[Set task] Please count how many lines in the entries below contain the word "concrete", and reply with that number alone.

═════ Listed records

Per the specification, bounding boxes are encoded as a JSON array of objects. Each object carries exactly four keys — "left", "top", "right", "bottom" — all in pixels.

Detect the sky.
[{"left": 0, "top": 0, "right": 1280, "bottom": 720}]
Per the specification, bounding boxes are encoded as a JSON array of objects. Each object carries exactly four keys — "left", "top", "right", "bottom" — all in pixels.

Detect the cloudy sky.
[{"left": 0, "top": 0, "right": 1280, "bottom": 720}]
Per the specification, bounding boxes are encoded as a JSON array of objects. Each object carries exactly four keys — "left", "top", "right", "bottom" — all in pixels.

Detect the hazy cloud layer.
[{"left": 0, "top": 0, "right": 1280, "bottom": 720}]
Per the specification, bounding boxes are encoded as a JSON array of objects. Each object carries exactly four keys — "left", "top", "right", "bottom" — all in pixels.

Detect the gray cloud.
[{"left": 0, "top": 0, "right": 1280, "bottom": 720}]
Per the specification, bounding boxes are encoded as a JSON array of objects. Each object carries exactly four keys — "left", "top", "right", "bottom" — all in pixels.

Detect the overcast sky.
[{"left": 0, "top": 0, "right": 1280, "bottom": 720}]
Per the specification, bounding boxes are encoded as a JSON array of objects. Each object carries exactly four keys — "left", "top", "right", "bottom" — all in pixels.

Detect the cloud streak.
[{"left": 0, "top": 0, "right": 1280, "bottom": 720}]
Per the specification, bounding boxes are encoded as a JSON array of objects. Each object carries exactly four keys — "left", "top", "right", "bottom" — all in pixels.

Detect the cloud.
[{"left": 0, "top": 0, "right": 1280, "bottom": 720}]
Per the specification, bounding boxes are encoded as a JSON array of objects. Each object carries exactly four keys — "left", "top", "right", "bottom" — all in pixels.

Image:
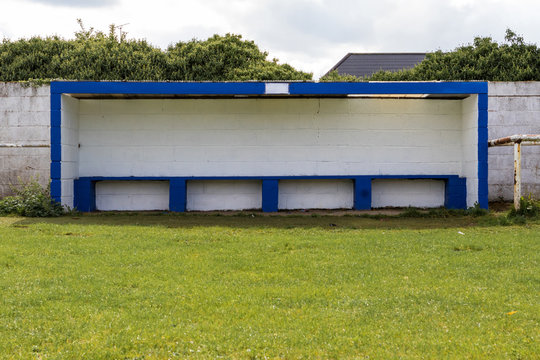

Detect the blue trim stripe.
[{"left": 51, "top": 81, "right": 487, "bottom": 96}]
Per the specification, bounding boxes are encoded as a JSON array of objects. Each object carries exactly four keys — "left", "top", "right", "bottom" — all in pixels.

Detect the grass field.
[{"left": 0, "top": 214, "right": 540, "bottom": 359}]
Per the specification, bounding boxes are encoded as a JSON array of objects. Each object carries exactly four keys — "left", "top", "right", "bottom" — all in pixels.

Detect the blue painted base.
[{"left": 74, "top": 175, "right": 467, "bottom": 212}]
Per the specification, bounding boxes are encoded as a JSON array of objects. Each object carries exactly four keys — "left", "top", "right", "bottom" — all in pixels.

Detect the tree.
[
  {"left": 0, "top": 20, "right": 312, "bottom": 81},
  {"left": 321, "top": 29, "right": 540, "bottom": 81}
]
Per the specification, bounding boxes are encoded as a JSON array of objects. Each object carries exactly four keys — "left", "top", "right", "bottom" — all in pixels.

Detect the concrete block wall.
[
  {"left": 73, "top": 99, "right": 463, "bottom": 210},
  {"left": 61, "top": 95, "right": 80, "bottom": 207},
  {"left": 0, "top": 82, "right": 50, "bottom": 197},
  {"left": 460, "top": 95, "right": 478, "bottom": 206},
  {"left": 96, "top": 181, "right": 169, "bottom": 211},
  {"left": 371, "top": 179, "right": 445, "bottom": 208},
  {"left": 79, "top": 99, "right": 461, "bottom": 176},
  {"left": 5, "top": 82, "right": 540, "bottom": 210},
  {"left": 278, "top": 180, "right": 354, "bottom": 210},
  {"left": 488, "top": 81, "right": 540, "bottom": 201},
  {"left": 186, "top": 180, "right": 262, "bottom": 211}
]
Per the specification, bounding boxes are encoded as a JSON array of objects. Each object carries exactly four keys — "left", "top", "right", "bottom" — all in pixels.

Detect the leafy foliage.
[
  {"left": 0, "top": 180, "right": 64, "bottom": 217},
  {"left": 321, "top": 29, "right": 540, "bottom": 81},
  {"left": 0, "top": 20, "right": 312, "bottom": 81}
]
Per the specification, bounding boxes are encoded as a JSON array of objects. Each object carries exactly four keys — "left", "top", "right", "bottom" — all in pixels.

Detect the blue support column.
[
  {"left": 478, "top": 93, "right": 488, "bottom": 209},
  {"left": 169, "top": 178, "right": 187, "bottom": 212},
  {"left": 262, "top": 180, "right": 279, "bottom": 212},
  {"left": 73, "top": 179, "right": 96, "bottom": 212},
  {"left": 354, "top": 176, "right": 371, "bottom": 210},
  {"left": 444, "top": 176, "right": 467, "bottom": 209}
]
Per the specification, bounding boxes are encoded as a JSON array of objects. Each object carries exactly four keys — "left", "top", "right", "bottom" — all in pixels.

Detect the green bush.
[{"left": 0, "top": 179, "right": 64, "bottom": 217}]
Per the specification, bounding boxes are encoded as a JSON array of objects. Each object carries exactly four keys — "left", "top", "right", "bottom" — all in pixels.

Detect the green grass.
[{"left": 0, "top": 214, "right": 540, "bottom": 359}]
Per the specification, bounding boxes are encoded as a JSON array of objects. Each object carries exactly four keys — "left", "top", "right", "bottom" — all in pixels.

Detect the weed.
[{"left": 0, "top": 178, "right": 64, "bottom": 217}]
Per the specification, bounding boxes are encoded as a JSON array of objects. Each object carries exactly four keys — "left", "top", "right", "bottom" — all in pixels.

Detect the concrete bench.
[{"left": 74, "top": 175, "right": 467, "bottom": 212}]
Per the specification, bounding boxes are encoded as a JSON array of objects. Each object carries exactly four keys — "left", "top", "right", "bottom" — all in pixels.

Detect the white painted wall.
[
  {"left": 278, "top": 180, "right": 354, "bottom": 210},
  {"left": 186, "top": 180, "right": 262, "bottom": 211},
  {"left": 61, "top": 95, "right": 79, "bottom": 207},
  {"left": 96, "top": 181, "right": 169, "bottom": 211},
  {"left": 371, "top": 179, "right": 445, "bottom": 208},
  {"left": 460, "top": 95, "right": 478, "bottom": 207},
  {"left": 79, "top": 99, "right": 461, "bottom": 176},
  {"left": 0, "top": 82, "right": 50, "bottom": 197},
  {"left": 74, "top": 98, "right": 470, "bottom": 210},
  {"left": 488, "top": 81, "right": 540, "bottom": 200}
]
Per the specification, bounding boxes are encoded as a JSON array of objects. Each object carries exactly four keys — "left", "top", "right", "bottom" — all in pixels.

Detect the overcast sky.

══════════

[Task response] 2